Problems to solve:
[1] From the news passage about Edmonton's Sudanese community, reproduce the text starting at "Daruka was alluding" and ending at "stock for others.".
[2] Name every person the news passage about Edmonton's Sudanese community mentions by name.
[3] Carry on the news passage about Edmonton's Sudanese community from its last sentence.

Passage provided:
··········

Angeth believed more support was needed for newcomers.
"They come from Sudan and they have that culture and then they come here and have another culture. So it's like they're caught between the two worlds and they don't know how to adjust to the life here."
Sabrino Majok, a 35-year-old Sudanese refugee who has lived in Edmonton for six years also spoke to the tragedy.
"These things affect us greatly. Most of us came from war-torn Sudan and the purpose of coming here was security and peace of mind. It shocks us. It reminds people of the horrors back home," he said.
Majok said many Sudanese were told that Canada was one of the safest places to live.
"Then, things like this happen. It leaves us without answers."
Angeth recorded the scene at a Sudanese community meeting held days after the shooting on the www.newsudanvision.com's web site. His words are reprinted here as published.
Daruka Nyandeng, a member of the Sudanese community in Edmonton said if there was no fundamental change in the community, such news were bound to repeat themselves.
"If there is no change in the community, all the kids will go the same way."
"When our children are being advised, you appear like a dog barking to them."
"If a kid stopped going to school and doesn't think about his family, then what else has remained of him?"
Daruka was alluding to the general belief that many Sudanese young people have deserted schools, which she says, distracts them from positive engagement. She believes that the Sudanese community has become a laughing stock for others.
Since the shooting incident which has robbed the Sudanese community of two of its young ones, the community has began charting out the future.
"Sudanese will never be able to find a solution unless they admit there is a problem," said Yol Piom, elder in Sudanese community in Edmonton. "We (parents) have failed our kids and now our kids are failing us," he added.
On May 31st, 2007 Deng Atem Bulgak's brother, 20-year-old Bul Bulgak, received a twenty month sentence for an assault with a knife.
On July 1st, 2006 at 3:30 a.m. Bul Bulgak and a group of young people were making noise in the parking lot of an apartment-building in north-east Edmonton.

··········

Recorded data:
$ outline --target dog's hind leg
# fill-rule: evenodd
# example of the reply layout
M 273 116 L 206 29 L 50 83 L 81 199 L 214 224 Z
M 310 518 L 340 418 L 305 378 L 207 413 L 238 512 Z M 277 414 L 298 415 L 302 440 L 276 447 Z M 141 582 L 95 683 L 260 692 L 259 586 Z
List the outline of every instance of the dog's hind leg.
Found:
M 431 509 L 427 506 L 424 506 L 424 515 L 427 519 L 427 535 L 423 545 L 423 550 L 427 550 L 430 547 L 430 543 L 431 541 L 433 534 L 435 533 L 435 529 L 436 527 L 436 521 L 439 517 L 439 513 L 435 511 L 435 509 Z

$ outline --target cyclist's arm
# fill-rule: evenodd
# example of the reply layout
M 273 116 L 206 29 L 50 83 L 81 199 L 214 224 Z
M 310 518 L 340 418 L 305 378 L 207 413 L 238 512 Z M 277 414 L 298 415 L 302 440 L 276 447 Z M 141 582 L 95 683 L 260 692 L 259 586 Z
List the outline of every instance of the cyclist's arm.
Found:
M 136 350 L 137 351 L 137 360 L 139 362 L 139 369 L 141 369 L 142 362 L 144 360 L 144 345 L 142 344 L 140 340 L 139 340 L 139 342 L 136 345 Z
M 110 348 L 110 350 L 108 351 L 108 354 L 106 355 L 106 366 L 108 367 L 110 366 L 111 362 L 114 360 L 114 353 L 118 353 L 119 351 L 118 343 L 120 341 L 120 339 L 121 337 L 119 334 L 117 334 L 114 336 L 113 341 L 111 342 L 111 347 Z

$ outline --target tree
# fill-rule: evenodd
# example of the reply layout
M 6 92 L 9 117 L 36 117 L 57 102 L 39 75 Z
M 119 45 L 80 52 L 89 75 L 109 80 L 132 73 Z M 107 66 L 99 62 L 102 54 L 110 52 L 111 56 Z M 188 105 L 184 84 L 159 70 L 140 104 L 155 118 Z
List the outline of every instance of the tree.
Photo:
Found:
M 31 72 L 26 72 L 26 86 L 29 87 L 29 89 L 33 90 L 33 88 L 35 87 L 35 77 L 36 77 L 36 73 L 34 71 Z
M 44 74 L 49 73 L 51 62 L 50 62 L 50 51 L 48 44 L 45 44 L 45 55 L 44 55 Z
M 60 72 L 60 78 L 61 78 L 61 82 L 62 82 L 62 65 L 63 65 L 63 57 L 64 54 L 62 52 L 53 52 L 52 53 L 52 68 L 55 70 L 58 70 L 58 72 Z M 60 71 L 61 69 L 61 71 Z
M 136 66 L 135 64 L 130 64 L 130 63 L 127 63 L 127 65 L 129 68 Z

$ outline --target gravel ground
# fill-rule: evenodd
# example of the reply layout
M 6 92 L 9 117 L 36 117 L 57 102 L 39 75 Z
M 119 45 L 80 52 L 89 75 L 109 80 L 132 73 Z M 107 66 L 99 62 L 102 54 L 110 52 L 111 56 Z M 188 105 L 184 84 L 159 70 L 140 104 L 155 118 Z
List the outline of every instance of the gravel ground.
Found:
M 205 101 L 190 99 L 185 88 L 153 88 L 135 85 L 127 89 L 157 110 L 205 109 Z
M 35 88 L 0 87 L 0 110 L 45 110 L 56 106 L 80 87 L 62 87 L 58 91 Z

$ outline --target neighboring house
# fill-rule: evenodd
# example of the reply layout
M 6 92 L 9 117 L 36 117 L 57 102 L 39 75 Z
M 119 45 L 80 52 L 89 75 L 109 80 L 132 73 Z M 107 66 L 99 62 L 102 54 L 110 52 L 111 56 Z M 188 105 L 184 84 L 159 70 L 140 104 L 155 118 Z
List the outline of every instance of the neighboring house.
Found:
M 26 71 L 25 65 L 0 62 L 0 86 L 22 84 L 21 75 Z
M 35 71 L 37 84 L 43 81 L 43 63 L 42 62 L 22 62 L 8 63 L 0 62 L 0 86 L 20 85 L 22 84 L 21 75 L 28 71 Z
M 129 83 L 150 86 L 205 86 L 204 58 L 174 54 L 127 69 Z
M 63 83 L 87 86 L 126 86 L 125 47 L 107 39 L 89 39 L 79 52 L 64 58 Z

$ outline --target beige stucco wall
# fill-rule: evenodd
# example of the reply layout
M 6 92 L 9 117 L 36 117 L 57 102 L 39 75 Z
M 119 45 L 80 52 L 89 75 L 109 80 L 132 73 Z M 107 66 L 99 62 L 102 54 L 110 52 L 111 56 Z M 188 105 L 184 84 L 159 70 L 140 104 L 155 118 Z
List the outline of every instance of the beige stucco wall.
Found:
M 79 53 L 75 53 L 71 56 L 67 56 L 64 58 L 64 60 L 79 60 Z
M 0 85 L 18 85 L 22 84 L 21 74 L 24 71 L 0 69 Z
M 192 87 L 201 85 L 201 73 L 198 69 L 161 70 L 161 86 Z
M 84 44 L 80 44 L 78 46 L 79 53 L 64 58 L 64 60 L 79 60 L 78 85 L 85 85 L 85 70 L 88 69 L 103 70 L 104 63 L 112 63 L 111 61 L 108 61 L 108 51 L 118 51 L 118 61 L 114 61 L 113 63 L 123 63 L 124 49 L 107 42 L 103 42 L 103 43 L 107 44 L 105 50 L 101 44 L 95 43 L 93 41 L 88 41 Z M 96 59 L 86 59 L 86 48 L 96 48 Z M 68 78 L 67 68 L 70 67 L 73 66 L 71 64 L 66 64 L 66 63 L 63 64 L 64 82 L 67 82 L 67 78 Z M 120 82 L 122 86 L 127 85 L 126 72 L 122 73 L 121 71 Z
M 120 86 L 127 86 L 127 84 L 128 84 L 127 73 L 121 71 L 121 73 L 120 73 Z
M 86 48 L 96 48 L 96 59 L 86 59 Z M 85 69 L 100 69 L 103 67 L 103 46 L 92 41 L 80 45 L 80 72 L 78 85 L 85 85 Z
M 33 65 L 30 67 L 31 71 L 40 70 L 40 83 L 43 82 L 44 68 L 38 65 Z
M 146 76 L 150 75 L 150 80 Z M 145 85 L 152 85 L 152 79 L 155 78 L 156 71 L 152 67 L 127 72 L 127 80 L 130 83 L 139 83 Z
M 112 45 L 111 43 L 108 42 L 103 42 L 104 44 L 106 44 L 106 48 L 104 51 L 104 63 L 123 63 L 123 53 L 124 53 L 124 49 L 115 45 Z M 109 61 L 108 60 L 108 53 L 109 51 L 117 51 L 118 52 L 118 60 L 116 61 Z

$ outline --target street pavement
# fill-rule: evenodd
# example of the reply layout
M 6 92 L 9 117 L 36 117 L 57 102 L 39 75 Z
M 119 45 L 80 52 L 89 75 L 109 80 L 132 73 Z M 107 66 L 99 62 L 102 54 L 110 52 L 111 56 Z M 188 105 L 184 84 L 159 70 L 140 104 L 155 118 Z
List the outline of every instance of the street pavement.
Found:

··········

Answers:
[1]
Daruka was alluding to the general belief that many Sudanese young people have deserted schools, which she says, distracts them from positive engagement. She believes that the Sudanese community has become a laughing stock for others.

[2]
Angeth
Sabrino Majok
Daruka Nyandeng
Yol Piom
Deng Atem Bulgak
Bul Bulgak

[3]
Two caretakers of the building asked the group to keep it quiet. For their trouble, the two were attacked.
A 44-year-old man was stabbed in the face, and a a 56-year-old woman was stabbed in the chest. When she turned and ran, she was knifed in the back. Both their injuries were not serious.
Crown prosecutor Susan Burke asked that Bulgak get two years, citing the young man's long rap sheet. Judge Darlene Wong gave Bulgak twenty months.
On June 18th, 2007 the Edmonton Sun, reporting on the murder of Richard Alexander Harris (found stuffed in the trunk of a 2007 Hyundai Elantra parked in a Dickensfield church parking lot six days earlier), reported that the murders of Bulgak and Ring may have a gang connection.
The Sun reported that police had not yet linked the murder of Harris to gang activity.
Staff Sgt. Chris Kluthe of the police homicide section was quoted as saying only four murders in 2007 had been linked to gangs. However, Kluthe would not elaborate.
According to records kept by this site, only the murders of Ola Tinineh Moses and David Wong had been confirmed by police as gang-related.
In the matter of Bulgak and Ring, a gang link had not yet been officially discounted. Kluthe's statement to the Sun seemed to indicate police had now classed the double murder as being gang-related.
Violence continued to plague the Sudanese community after a man was shot at a cultural gathering on June 24th, 2007.
Police reported a Toronto man was shot twice at the Alberta Avenue Community League building at about 3:00 in the morning.